Ce sommet de trois jours et demi sur la protection de l'enfant est destiné à convaincre les chefs de l'Eglise catholique dans le monde de leur responsabilité individuelle face aux agressions sexuelles sur mineurs, dont les victimes en colère réclament un électrochoc. Keystone/EPA/VINCENZO PINTO / POOL sda-ats

(Keystone-ATS) Le pape François a réclamé jeudi des mesures “concrètes et efficaces” face aux abus sexuels dont des ecclésiastiques sont régulièrement accusés. Il s’est exprimé à l’ouverture d’un sommet de plusieurs jours au Vatican consacré à ce problème qui mine l’Eglise.

“Le peuple de Dieu nous regarde et attend de nous non pas de simples et évidentes condamnations, mais de préparer des mesures concrètes et efficaces”, a dit le souverain pontife. “Il faut du concret”, a-t-il martelé, en s’écartant d’un texte préparé à l’avance.

Un enregistrement audio avec cinq témoignages poignants de victimes a été diffusé en préambule. Le père Hans Zollner, un grand expert de ces questions, a estimé que cette palette de voix de tous les continents permettait de souligner clairement que “ce n’est pas juste un problème nord-américain et européen”.

Ce sommet de trois jours et demi sur la protection de l’enfant est destiné à convaincre les chefs de l’Eglise catholique dans le monde de leur responsabilité individuelle face aux agressions sexuelles sur mineurs, dont les victimes en colère réclament un électrochoc. Plus de 190 participants ont fait le chemin de Rome, dont l’évêque de Bâle Felix Gmür, président de la Conférence des évêques suisses.

“Face au fléau des agressions sexuelles perpétrées par des hommes d’Eglise à l’encontre de mineurs”, le pape a demandé à l’assistance d’entendre “le cri des petits qui demandent justice”. L’Eglise, dont la crédibilité a été sévèrement entachée en 2018 par la révélation de nouveaux scandales à grande échelle, au Chili, aux Etats-Unis ou encore en Allemagne, sait qu’elle doit agir au risque de couler.

▶ _TÂCHES À RÉALISER_:
**A)** Indiquez si chacune des affirmations suivantes concorde avec l'article sur le sommet du Vatican, en répondant par oui ou par non et en citant les mots décisifs de l'article : (i) le pape s'est exprimé à l'ouverture du sommet ; (ii) le sommet a réuni moins de cent participants ; (iii) l'enregistrement audio diffusé en préambule comportait dix témoignages de victimes.
**B)** Reprenez la rédaction de l'article sur le sommet du Vatican consacré aux abus sexuels, à la suite de sa dernière phrase.

▶ _ENTRÉES FOURNIES_:

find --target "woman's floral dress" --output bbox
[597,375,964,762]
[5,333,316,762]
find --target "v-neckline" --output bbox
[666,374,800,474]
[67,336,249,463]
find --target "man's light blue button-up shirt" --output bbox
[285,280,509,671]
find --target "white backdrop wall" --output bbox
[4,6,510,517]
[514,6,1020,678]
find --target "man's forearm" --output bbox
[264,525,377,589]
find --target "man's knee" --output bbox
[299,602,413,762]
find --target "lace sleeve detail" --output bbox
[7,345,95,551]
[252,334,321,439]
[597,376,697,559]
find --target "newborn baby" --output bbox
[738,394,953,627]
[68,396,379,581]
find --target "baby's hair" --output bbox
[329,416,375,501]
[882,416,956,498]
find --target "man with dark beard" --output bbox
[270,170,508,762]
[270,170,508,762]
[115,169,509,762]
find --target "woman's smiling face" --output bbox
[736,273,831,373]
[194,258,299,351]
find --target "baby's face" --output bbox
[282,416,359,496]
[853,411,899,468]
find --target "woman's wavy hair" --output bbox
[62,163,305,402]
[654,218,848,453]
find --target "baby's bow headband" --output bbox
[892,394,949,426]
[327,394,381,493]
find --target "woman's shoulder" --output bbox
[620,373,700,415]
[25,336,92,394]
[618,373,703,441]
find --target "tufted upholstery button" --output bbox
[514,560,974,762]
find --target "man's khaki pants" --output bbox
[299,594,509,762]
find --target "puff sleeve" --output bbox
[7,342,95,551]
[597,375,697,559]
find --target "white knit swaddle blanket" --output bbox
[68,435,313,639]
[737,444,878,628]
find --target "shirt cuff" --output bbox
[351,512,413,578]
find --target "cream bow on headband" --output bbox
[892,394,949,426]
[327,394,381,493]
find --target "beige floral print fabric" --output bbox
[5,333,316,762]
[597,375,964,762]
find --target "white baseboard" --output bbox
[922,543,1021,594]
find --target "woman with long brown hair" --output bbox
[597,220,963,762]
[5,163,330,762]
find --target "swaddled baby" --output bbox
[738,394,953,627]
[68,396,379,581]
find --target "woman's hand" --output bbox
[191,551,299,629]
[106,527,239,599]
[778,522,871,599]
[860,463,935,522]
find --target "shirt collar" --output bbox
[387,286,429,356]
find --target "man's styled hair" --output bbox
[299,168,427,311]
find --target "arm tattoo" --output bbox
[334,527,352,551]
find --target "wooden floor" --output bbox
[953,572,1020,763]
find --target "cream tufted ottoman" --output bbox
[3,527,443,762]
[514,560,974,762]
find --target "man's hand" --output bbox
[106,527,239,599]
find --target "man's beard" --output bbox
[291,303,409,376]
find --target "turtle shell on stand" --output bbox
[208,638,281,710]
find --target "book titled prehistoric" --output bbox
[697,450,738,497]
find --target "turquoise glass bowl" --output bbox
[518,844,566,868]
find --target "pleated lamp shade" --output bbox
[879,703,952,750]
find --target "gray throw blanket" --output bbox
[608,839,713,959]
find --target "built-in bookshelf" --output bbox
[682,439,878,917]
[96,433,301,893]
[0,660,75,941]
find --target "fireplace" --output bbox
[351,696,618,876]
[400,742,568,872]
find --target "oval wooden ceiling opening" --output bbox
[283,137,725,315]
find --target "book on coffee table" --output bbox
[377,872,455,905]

▶ _RÉPONSES_:
**A)**
(i) Oui : « Il s’est exprimé à l’ouverture d’un sommet de plusieurs jours au Vatican ».
(ii) Non : « Plus de 190 participants ont fait le chemin de Rome ».
(iii) Non : « Un enregistrement audio avec cinq témoignages poignants de victimes a été diffusé en préambule. »

**B)**
Pistes de réflexion

Pour des débats concrets, un document en 21 points de réflexion définis par des commissions et des conférences épiscopales a été présenté par le pape aux évêques. Le premier point évoque un “vademecum” spécifiant les démarches à entreprendre si un cas d’agression sexuelle émerge, un document déjà en cours de rédaction à l’intention des régions ne disposant pas d’experts en droit canon.

Dans cette liste figurent des structures d’écoute pour les victimes et des organismes autonomes de la paroisse locale pour déposer des plaintes, des règles sur les transferts de prêtres entre diocèses, des évaluations psychologiques des candidats à la prêtrise ou encore l’établissement de protocoles pour gérer les accusations portées contre des évêques. Est aussi proposé d’élever l’âge du mariage à 16 ans (il est actuellement de 14 ans pour les filles et de 16 ans pour les garçons dans le droit de l’Eglise).

Il s’agit d’un “feuille de route pour le développement futur de mesures au sein de l’Eglise”, après le sommet, explique l’archevêque maltais Charles Scicluna, un grand expert juridique du Vatican sur le problème de la pédophilie. Il a d’ailleurs donné jeudi un mini-cours de droit aux évêques sur les procédures existantes, rappelant qu’il était important que “chaque allégation fasse l’objet d’une enquête avec l’aide d’experts”.

“Nous admettons”

Avant lui, le cardinal philippin Luis Antonio Tagle s’est montré très ému en parlant de “la souffrance des innocents”. “Nous admettons avec humilité et douleur que des blessures ont été infligées par nous les évêques aux victimes et en fait à tout le corps du Christ”, a-t-il dit. “Notre absence de réponse à la souffrance des victimes, jusqu’à les rejeter et cacher le scandale pour protéger les auteurs et l’Institution, a blessé les gens, laissant une profonde blessure”, a regretté le Philippin.

La courte réunion, qui se terminera dimanche par un discours, très attendu, du pape, ne doit pas déboucher directement sur un document final. Elle vise à réveiller les consciences dans les rangs de l’Eglise. La méthode choisie est collégiale et éducative, faite de discours, de petits groupes linguistiques de travail, entrecoupés de prières mais aussi de témoignages de victimes du clergé.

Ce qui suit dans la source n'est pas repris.